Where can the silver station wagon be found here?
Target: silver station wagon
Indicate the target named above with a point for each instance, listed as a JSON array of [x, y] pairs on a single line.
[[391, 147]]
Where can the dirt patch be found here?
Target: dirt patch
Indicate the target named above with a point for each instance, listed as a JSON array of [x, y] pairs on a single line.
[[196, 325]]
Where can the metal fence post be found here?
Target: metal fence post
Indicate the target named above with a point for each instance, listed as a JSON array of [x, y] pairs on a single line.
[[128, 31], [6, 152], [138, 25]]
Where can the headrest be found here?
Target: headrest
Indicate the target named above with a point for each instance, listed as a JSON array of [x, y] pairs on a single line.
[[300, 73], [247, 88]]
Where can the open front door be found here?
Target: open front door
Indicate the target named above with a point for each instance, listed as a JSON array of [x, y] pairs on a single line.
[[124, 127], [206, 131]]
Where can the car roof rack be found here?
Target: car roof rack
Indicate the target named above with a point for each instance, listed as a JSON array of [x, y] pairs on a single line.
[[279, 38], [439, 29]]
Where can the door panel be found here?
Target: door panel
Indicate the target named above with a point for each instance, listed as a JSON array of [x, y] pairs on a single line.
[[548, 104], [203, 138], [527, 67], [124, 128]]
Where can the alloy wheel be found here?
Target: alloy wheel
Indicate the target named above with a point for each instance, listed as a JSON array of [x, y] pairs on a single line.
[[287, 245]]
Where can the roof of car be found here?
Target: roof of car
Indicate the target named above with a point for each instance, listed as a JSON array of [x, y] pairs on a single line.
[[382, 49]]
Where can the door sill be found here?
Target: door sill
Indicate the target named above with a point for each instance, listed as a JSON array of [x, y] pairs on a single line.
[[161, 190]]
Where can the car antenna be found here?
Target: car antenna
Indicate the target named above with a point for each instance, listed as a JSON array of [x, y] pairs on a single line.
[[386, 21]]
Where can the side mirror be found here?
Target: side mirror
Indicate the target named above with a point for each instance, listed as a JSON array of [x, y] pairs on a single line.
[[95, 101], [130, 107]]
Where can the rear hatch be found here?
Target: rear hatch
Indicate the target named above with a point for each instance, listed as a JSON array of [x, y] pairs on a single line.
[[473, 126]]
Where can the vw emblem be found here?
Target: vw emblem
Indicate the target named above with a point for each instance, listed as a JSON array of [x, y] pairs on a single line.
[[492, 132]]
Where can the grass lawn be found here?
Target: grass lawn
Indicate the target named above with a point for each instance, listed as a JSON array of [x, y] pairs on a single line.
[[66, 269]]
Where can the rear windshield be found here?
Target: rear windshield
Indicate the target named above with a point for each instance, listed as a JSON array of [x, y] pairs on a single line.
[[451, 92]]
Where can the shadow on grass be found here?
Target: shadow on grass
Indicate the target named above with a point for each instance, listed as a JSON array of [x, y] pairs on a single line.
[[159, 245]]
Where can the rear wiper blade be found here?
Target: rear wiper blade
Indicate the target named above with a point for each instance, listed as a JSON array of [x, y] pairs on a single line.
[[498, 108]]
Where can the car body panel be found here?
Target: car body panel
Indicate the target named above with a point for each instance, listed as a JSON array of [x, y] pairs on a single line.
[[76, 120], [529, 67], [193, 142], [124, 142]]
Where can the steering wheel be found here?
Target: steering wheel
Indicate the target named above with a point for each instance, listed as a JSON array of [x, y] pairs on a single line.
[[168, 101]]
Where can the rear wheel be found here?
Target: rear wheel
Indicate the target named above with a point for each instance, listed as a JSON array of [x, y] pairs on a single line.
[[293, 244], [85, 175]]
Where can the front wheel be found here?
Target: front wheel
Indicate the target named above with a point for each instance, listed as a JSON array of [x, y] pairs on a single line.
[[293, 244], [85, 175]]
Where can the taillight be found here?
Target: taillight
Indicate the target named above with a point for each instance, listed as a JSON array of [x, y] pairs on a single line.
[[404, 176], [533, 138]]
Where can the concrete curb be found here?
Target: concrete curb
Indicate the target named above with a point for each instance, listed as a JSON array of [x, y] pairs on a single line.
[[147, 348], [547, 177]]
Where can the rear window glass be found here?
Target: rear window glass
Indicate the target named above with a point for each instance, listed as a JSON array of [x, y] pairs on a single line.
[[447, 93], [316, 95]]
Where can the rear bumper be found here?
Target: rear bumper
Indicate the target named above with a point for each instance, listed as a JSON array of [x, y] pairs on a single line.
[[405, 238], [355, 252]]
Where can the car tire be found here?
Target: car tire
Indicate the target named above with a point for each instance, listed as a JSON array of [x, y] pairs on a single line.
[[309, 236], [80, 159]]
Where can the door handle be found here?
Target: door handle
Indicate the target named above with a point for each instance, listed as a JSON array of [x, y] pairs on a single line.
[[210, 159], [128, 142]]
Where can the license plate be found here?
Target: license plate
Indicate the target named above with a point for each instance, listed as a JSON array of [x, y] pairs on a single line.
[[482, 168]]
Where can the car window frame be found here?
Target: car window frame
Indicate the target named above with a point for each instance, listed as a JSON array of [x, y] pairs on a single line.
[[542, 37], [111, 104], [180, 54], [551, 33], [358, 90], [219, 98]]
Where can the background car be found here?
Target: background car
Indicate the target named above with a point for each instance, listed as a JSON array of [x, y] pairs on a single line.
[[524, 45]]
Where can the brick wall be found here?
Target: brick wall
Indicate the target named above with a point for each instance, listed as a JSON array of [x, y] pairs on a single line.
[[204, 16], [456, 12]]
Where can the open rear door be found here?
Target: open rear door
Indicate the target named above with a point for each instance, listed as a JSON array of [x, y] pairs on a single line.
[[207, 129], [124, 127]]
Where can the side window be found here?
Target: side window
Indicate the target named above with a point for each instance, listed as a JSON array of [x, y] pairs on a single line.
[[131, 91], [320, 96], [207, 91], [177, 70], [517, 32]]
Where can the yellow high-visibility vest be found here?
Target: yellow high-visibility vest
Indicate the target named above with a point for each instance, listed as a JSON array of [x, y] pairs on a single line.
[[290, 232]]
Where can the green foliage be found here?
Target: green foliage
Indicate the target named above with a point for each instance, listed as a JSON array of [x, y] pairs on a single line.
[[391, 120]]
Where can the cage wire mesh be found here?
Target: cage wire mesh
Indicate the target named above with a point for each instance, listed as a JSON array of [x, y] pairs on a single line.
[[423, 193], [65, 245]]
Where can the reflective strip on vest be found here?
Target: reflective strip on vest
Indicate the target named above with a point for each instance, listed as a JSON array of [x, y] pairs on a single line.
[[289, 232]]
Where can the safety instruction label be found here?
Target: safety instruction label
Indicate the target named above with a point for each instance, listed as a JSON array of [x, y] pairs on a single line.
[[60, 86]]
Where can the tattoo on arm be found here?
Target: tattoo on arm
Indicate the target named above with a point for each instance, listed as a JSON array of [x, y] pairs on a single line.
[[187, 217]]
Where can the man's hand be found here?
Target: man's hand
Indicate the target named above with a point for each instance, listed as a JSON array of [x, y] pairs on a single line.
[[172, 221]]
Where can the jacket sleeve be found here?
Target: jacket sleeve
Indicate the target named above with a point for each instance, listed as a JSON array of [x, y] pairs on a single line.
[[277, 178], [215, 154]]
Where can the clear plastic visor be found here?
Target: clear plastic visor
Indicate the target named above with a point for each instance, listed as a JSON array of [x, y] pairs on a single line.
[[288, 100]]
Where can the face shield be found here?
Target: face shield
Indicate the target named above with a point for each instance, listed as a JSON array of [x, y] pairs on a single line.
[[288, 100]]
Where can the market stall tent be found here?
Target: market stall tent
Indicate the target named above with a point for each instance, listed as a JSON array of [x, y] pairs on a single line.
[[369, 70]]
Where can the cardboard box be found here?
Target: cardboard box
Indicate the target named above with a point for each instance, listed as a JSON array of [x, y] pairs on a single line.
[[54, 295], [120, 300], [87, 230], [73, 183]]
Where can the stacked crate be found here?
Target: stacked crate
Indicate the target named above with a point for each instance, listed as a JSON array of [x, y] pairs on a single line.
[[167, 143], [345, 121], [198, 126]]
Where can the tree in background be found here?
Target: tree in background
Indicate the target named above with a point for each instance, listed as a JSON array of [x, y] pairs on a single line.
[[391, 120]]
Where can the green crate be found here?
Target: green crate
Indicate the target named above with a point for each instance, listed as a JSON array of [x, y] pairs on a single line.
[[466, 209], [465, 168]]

########################################

- **Brief**: The required output is the exact sequence of lines from the one containing "Where can the stacked crate be found here?" through the end of the listing, both endpoints included.

- **Exercise answer**:
Where can the stacked crate be found here?
Target: stacked crate
Indicate the target named above with a point for each instance, listed as a JSON array of [x, y] pairs on a single line.
[[167, 143], [345, 121], [198, 126]]
Where can the tree in background be found here?
Target: tree in background
Indicate the target named above with a point for each instance, listed as a JSON array of [x, y] pairs on a single line.
[[391, 120]]
Where can the green crate be found here?
Target: green crate
Indicate the target named above with a point for each instance, listed as a JSON array of [x, y] pairs on a single line.
[[466, 209], [465, 168]]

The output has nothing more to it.